Start of Text shown

We tested for association between upregulation following experimental deflagellation (Albee et al., 2013) and cluster membership of BB-cilia-MT genes. Of the BB-cilia-MT genes in cluster 2, 67/73 (92%) were upregulated after deflagellation, compared with 16/54 (30%) for cluster 1 (P < 0.001).
Thus, transcript accumulation during S/M may be separated into two programs: early and late. The early program requires CDKA, but not CDKB, for full induction, whereas the late program depends on both CDKA and CDKB. Biologically, the early program is likely associated with S phase and mitosis. Indeed, 14/38 DIV genes, with confirmed essential functions in DNA replication and nuclear division (Tulin and Cross, 2014) were in cluster 1, and none were in cluster 2. In contrast, cluster 2 may be associated with later events, such as cell wall assembly and cilia regrowth following nuclear division.

End of Text shown

Directions =>
A. Rewrite the stretch of the cell-cycle text from "We tested for" through "(P < 0.001).", changing "deflagellation" to "flagellar removal".
B. According to the cell-cycle text, how many of the BB-cilia-MT genes in cluster 2 were upregulated after deflagellation?
C. Continue the cell-cycle text from its last sentence.

Start of Entries shown

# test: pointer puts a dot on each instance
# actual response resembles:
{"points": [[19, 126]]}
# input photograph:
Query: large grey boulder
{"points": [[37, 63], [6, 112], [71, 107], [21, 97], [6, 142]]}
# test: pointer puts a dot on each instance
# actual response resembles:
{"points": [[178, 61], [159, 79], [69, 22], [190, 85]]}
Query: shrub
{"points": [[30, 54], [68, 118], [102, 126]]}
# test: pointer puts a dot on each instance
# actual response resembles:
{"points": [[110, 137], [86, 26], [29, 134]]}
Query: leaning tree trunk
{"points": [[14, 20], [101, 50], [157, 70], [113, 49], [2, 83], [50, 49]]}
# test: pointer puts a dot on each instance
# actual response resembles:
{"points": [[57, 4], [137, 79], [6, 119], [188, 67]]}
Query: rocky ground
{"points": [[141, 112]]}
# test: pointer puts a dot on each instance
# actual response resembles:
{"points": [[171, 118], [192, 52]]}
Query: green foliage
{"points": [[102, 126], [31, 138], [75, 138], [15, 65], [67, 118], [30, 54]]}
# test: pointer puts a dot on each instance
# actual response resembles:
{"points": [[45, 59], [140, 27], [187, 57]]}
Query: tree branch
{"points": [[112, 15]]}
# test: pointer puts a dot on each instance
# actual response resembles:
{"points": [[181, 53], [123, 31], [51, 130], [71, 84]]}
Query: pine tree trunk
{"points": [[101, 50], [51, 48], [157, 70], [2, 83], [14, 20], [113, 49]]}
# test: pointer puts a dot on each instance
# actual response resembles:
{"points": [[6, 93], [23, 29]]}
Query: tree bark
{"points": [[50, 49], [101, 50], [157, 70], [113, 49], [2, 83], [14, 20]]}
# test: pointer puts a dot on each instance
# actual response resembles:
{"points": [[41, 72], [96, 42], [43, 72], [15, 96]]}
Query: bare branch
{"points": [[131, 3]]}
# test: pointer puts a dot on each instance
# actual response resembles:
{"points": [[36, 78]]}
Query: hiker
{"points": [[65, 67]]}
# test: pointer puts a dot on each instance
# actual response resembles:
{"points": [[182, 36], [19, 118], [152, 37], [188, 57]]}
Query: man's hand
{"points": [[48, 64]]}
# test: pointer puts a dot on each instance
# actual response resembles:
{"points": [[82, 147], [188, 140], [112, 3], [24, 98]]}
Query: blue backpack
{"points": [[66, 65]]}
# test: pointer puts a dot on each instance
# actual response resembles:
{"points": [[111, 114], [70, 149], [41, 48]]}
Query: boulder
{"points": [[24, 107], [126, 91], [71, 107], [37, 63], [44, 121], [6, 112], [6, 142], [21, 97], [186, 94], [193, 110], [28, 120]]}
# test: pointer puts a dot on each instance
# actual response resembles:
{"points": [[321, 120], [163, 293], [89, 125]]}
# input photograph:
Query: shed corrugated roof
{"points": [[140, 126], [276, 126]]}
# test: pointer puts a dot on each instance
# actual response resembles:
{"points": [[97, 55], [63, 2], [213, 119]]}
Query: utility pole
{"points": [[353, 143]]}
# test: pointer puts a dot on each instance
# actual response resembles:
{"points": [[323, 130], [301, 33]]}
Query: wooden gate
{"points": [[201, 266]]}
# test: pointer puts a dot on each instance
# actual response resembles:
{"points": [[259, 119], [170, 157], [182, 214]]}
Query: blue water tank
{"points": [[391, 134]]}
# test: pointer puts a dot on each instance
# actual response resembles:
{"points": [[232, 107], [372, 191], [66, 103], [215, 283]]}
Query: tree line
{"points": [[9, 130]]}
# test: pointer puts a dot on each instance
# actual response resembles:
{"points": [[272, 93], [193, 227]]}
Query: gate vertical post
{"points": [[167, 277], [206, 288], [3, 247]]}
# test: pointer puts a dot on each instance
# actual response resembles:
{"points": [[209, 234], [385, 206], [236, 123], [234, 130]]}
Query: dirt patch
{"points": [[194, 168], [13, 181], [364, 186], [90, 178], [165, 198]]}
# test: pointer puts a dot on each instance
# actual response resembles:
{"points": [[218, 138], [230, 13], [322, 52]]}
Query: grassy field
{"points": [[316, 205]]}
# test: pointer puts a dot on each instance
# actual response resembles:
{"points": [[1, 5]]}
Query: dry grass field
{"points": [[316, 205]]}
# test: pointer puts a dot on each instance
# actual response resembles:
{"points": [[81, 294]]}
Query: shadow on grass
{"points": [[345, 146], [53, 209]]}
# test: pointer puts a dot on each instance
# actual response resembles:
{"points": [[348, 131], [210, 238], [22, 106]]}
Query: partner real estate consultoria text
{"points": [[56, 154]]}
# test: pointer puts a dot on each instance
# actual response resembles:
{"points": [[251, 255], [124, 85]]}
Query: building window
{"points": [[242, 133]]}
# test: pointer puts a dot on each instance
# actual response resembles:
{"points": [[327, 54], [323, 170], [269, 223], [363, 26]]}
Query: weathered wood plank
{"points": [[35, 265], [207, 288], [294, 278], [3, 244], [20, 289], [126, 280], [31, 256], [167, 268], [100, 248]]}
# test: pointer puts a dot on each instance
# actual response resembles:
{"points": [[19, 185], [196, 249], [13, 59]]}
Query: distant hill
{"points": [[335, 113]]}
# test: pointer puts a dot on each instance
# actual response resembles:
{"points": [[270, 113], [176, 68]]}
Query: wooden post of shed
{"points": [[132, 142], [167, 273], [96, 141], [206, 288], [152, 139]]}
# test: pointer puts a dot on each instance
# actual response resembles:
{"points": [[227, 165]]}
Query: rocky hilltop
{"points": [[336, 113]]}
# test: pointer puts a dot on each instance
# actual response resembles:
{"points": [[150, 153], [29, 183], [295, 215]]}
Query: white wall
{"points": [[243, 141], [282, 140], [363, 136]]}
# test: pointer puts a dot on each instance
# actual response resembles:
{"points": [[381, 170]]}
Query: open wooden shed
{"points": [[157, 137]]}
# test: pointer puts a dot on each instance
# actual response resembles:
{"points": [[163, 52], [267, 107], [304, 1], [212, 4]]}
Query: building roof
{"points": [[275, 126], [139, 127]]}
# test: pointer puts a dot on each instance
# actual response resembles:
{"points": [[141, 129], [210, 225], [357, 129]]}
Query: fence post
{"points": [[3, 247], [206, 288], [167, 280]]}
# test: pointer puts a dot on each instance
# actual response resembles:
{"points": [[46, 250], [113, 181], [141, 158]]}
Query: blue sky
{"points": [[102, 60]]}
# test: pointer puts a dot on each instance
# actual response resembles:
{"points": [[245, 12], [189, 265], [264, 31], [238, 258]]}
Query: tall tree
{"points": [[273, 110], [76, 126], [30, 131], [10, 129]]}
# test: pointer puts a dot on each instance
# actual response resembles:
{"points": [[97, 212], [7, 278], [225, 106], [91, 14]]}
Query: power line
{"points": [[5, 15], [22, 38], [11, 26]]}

End of Entries shown

Response list =>
A.
We tested for association between upregulation following experimental flagellar removal (Albee et al., 2013) and cluster membership of BB-cilia-MT genes. Of the BB-cilia-MT genes in cluster 2, 67/73 (92%) were upregulated after flagellar removal, compared with 16/54 (30%) for cluster 1 (P < 0.001).

B. 67 of 73 (92%)

C.
Our results are consistent with published results (Wood et al., 2012; Panchy et al., 2014) showing late expression of ciliogenesis genes compared with other cell-division-related genes. In our data, sorting by time of expression in the wild-type cell cycle allows some separation of these two classes, but with substantial overlap such that many genes cannot be unambiguously associated with early versus late expression. The cluster-based classification derived from PCA analysis of the complete data set, incorporating the cdka and cdkb mutants, greatly sharpens the split because CDKB is required for expression of late, but not early, genes, resulting in a near-digital classification. This observation indicates the value of incorporating expression in mutant backgrounds for understanding gene expression programs, especially since independent functional information supports the vector-based classifications.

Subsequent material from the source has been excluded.